** start DATA ENTRIES **

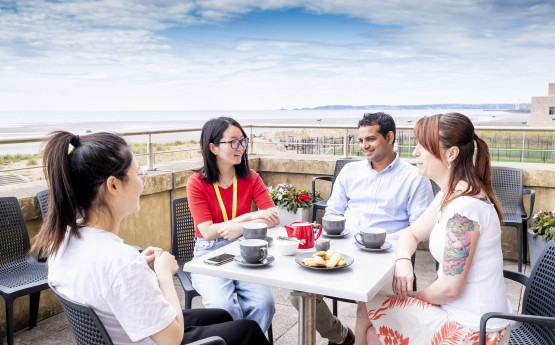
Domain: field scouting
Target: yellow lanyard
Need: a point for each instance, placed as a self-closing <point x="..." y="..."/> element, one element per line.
<point x="222" y="206"/>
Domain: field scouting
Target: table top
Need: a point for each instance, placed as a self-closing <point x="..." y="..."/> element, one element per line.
<point x="359" y="281"/>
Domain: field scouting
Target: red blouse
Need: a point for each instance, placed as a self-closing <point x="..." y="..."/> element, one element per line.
<point x="204" y="204"/>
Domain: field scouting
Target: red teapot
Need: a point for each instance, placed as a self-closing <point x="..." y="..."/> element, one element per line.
<point x="304" y="231"/>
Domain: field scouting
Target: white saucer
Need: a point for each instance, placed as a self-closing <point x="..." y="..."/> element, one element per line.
<point x="267" y="239"/>
<point x="342" y="234"/>
<point x="384" y="246"/>
<point x="239" y="259"/>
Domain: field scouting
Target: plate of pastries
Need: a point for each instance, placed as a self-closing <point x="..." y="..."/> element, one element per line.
<point x="324" y="260"/>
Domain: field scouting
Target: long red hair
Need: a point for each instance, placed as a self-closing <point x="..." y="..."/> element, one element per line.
<point x="442" y="131"/>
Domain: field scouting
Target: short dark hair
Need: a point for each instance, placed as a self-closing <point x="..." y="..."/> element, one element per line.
<point x="212" y="132"/>
<point x="385" y="121"/>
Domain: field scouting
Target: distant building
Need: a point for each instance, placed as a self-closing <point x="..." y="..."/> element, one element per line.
<point x="543" y="109"/>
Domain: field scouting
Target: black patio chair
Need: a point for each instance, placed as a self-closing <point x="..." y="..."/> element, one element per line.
<point x="88" y="328"/>
<point x="322" y="204"/>
<point x="536" y="323"/>
<point x="43" y="199"/>
<point x="183" y="245"/>
<point x="507" y="187"/>
<point x="20" y="273"/>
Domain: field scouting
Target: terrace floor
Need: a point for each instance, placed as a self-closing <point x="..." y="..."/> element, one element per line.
<point x="56" y="330"/>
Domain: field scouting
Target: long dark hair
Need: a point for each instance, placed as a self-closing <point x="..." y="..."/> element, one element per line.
<point x="75" y="168"/>
<point x="212" y="132"/>
<point x="442" y="131"/>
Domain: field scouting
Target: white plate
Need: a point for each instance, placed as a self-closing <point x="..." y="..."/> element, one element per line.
<point x="384" y="246"/>
<point x="342" y="234"/>
<point x="239" y="259"/>
<point x="299" y="259"/>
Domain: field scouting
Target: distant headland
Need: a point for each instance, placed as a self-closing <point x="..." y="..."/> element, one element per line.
<point x="521" y="107"/>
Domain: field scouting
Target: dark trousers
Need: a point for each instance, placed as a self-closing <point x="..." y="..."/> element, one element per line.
<point x="203" y="323"/>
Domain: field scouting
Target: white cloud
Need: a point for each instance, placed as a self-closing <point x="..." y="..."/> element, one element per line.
<point x="118" y="54"/>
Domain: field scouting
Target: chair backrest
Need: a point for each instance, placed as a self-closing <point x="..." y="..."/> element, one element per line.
<point x="14" y="239"/>
<point x="85" y="324"/>
<point x="507" y="187"/>
<point x="339" y="165"/>
<point x="42" y="197"/>
<point x="540" y="291"/>
<point x="183" y="231"/>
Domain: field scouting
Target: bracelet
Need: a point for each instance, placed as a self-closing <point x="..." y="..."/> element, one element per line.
<point x="403" y="259"/>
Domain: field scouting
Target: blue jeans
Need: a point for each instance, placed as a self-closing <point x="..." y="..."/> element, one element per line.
<point x="254" y="301"/>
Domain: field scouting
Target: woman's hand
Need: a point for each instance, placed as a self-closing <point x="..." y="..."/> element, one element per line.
<point x="165" y="263"/>
<point x="230" y="231"/>
<point x="150" y="253"/>
<point x="403" y="278"/>
<point x="270" y="215"/>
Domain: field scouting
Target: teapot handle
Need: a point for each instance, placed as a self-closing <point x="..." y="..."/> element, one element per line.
<point x="319" y="231"/>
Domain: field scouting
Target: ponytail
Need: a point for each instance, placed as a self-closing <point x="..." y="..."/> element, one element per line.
<point x="443" y="131"/>
<point x="75" y="169"/>
<point x="482" y="166"/>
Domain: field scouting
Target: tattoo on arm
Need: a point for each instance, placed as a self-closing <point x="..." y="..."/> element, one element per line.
<point x="457" y="244"/>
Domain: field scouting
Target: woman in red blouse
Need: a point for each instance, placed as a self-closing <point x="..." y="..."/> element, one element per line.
<point x="220" y="197"/>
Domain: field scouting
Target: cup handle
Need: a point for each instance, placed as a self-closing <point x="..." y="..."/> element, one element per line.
<point x="359" y="241"/>
<point x="265" y="253"/>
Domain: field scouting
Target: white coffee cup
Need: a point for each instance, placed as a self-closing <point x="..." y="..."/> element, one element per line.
<point x="371" y="237"/>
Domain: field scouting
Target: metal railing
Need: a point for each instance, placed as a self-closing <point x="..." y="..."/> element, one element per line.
<point x="348" y="145"/>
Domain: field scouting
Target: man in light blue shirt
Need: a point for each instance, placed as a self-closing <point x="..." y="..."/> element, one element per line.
<point x="381" y="191"/>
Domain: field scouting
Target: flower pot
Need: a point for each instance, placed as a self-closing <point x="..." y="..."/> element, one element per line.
<point x="535" y="247"/>
<point x="288" y="217"/>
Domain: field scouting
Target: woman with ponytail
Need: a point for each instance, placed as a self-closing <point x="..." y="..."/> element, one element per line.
<point x="94" y="183"/>
<point x="463" y="226"/>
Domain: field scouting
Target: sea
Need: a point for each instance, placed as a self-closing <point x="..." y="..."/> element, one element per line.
<point x="38" y="124"/>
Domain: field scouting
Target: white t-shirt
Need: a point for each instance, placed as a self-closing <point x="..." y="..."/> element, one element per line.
<point x="113" y="278"/>
<point x="484" y="289"/>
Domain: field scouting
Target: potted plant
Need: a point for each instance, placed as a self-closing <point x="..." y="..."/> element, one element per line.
<point x="289" y="200"/>
<point x="538" y="235"/>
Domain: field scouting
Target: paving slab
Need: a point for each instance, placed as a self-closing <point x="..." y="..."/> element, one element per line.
<point x="56" y="330"/>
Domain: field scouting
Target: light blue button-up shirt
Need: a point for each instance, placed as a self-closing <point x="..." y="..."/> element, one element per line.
<point x="391" y="199"/>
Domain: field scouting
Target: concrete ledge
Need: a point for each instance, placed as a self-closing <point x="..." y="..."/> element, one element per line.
<point x="152" y="224"/>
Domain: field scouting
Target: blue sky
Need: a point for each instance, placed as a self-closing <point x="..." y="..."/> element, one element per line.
<point x="271" y="54"/>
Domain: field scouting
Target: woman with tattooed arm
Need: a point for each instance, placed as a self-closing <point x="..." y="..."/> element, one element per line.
<point x="463" y="225"/>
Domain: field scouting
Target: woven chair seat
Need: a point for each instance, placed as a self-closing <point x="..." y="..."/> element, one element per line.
<point x="23" y="273"/>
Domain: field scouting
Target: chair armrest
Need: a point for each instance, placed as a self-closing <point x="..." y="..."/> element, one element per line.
<point x="325" y="178"/>
<point x="532" y="199"/>
<point x="516" y="276"/>
<point x="546" y="321"/>
<point x="209" y="341"/>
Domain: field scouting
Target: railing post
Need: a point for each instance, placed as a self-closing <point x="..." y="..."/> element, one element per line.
<point x="523" y="140"/>
<point x="346" y="146"/>
<point x="251" y="141"/>
<point x="150" y="154"/>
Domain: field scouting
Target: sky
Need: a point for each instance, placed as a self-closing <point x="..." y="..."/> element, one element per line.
<point x="271" y="54"/>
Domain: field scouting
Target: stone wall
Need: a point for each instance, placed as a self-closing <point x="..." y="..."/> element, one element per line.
<point x="152" y="224"/>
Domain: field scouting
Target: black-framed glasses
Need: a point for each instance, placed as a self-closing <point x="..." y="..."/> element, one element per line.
<point x="142" y="175"/>
<point x="236" y="142"/>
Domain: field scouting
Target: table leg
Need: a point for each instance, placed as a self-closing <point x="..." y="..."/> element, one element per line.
<point x="307" y="317"/>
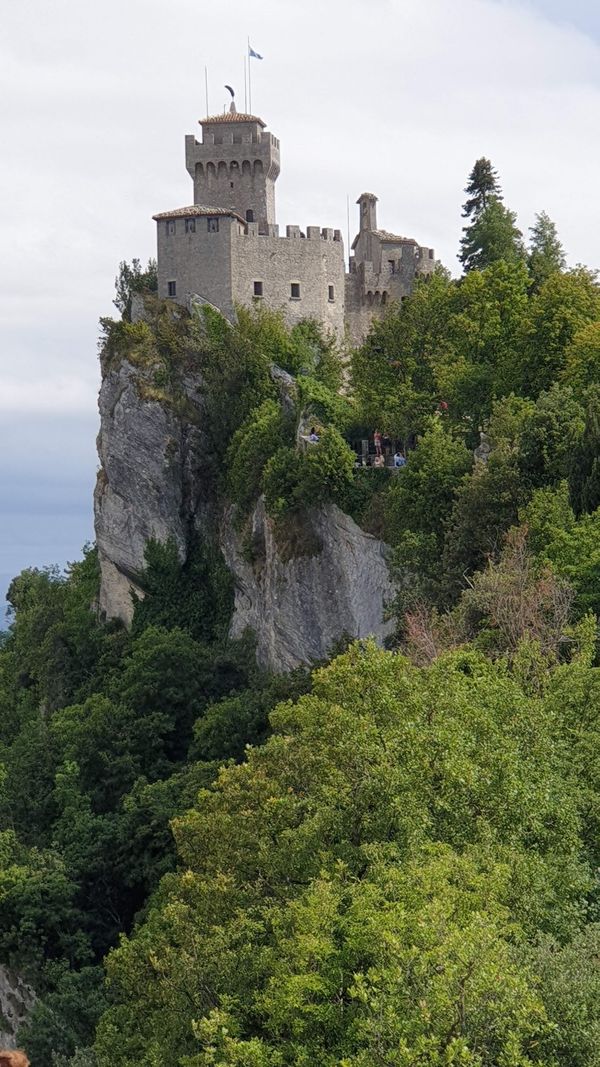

** end DATA ENTRIES **

- EXERCISE DESCRIPTION: Please tally the lines in the entries above that contain the string "ponytail" and reply with the number alone.

- ANSWER TO THE PROBLEM: 2